### Exercise text
A federal district judge on Tuesday gave federal health officials a Sept. 22 deadline to respond to a higher court’s ruling last month that a South Carolina health center has the right to challenge the legality of the government’s 340B patient definition.
Chief Judge R. Bryan Harwell of the U.S. District Court for the District of South Carolina signed the order on Aug. 23. Harwell at the same time formally reopened the lawsuit Genesis Health Care filed against the U.S. Health Resources and Services Administration (HRSA) in July 2018.
The 340B patient definition is one of the 340B program’s core precepts. A court decision striking it down could reshape the program profoundly.
HRSA expelled Genesis from the 340B program for eight days in 2018 after auditors found that it dispensed 340B-purchased drugs to ineligible patients. HRSA reinstated Genesis on the same day that the health center sued.
When it expelled Genesis, HRSA told the health center that for an individual to qualify as a 340B patient, a covered entity must initiate the healthcare service resulting in the prescription. “A covered entity may refer one of its patients to an outside provider and receive documentation of that episode of care that results in a 340B eligible prescription,” HRSA said. “However, a referral that begins at a private practice to the covered entity, would not qualify a prescription written by the private practitioner as 340B eligible.”
Genesis, HRSA said, “must be able to demonstrate that the individual first receives a health care service from a health care professional who is either employed by [Genesis] or provides health care under contractual or other arrangements such as referral for consultation, which demonstrates responsibility for care remains with [Genesis], in order to meet patient definition guidelines.”
Genesis countered in a May 24, 2019, court filing that “HRSA seeks to enforce a definition of ‘patient’ that contradicts the plain language of the statute and that has never been promulgated by regulation.”
It asked the court to declare that:
- the only statutory requirement for 340B eligibility of a person is that the person be a patient of a covered entity
- the plain meaning of the wording of the 340B statute requires that any prescription from any source is available to a patient of a covered entity
- HRSA interpretations of or guidance on the 340B statute’s prohibition on resale of drugs to a person who is not a patient of the entity is unlawful and unenforceable.
About two weeks after Genesis made those arguments, HRSA voided its audit findings against Genesis and closed the audit. It asked the court to dismiss the case as moot and the court agreed in December 2019.

### What to work on
[A] According to the text on the 340B lawsuit, for how many days did HRSA expel Genesis from the 340B program in 2018?
[B] Translate this sentence from the text on the 340B lawsuit into Spanish: "HRSA reinstated Genesis on the same day that the health center sued."

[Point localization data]
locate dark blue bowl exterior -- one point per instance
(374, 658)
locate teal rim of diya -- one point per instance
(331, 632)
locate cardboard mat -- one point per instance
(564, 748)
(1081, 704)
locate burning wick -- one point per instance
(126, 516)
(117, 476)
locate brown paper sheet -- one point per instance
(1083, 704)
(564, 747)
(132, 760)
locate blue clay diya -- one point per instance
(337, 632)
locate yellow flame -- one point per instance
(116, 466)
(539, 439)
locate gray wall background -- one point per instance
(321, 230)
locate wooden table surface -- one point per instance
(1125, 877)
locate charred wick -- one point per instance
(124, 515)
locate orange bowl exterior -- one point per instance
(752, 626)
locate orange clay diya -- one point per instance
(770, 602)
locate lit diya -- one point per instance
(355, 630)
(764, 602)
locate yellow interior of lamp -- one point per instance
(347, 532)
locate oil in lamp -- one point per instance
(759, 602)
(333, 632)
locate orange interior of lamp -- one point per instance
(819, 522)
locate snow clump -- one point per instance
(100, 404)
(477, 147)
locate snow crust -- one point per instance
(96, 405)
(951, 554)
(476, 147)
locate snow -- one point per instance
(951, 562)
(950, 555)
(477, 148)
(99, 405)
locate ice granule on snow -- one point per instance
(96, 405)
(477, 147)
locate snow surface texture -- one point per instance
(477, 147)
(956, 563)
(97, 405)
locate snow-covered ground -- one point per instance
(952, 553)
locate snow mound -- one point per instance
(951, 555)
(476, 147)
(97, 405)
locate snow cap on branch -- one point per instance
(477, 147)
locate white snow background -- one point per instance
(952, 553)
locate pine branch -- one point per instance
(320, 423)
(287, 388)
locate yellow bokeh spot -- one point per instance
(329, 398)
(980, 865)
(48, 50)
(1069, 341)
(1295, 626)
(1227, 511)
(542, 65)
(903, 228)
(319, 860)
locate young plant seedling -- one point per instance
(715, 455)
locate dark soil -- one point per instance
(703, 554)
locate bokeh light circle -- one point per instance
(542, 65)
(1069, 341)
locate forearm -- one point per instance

### Set of answers
[A] HRSA expelled Genesis for eight days.

[B] HRSA restituyó a Genesis el mismo día en que el centro de salud presentó la demanda.